- **EXCERPTED TEXT**

The result? A few whiteboards full of circles and arrows and dotted lines (the intermediate nastyness while we work out exactly who will be related to what in which ways) culminating in a diagram that translates very nicely into the Relational world, and subsequently into the hierarchical world (LDAP ala RFC 2307).
While sometimes staring at the code is the ONLY way to understand something, the importance of a thorough understanding of the reasoning behind the design CANNOT be overstated.
/~mikeg
I was in a MIS program a few years ago as a moderately experienced low level network technician. As a student, I wanted to learn real world practical, applicable, specific skills that I could easily transfer to a job/the-real-world.
Instead the college they taught me broad concepts, theories, structures, and abstract ideas to instill knowledge of different fields of IS. I was introduced to multiple programming languages, not to teach me these languages, but to try to make me a developer (and to teach me the mindset and background that I would need to have to actually learn a language). I was taught the relational data-model, the theories of good design, and how to create a logical, practical DB on paper (sure we built projects in Oracle, but we had to learn O development ourselves). The rest of my time was spent learning about things that I saw as a complete waste of time (statistics, accounting, finance, management, marketing, etc.).
While I was in school I was surrounded by people that were getting an MI$ degree, they were just looking for the path of least resistance and the highest paycheck. My program left me as a jack of all trades, and far from a master of anything. I considered my time at the University a complete waste of time. As I entered the job market late in 2000 I also realized that the well had run dry and most of the jobs were gone, and the money was nowhere to be found.
I finally found a job, and believe me it was a humbling experience. My previous on-college-related experience landed me the position, but the degree must have looked good on paper (but I knew difference). Over the past few years I have climbed the ranks and have attained the goals of my five year plan way ahead of schedule, and the funny thing is that I now realize that my hard earned experience was useful for about a week. My degree, and the concepts that it taught me have paid off daily (and will for the long haul).

- **REQUIRED TASK**
According to the excerpt, why did the MIS program introduce the writer to several programming languages? Answer in one to three sentences. The listing after this sentence is separate material and is not part of the excerpt.

- **DATA SECTION**
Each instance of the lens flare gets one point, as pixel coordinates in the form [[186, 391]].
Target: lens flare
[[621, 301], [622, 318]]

- **EXERCISE ANSWER**
The program did not mean to teach the writer those particular languages. It aimed to try to make the writer a developer and to teach the mindset and background needed to actually learn a language.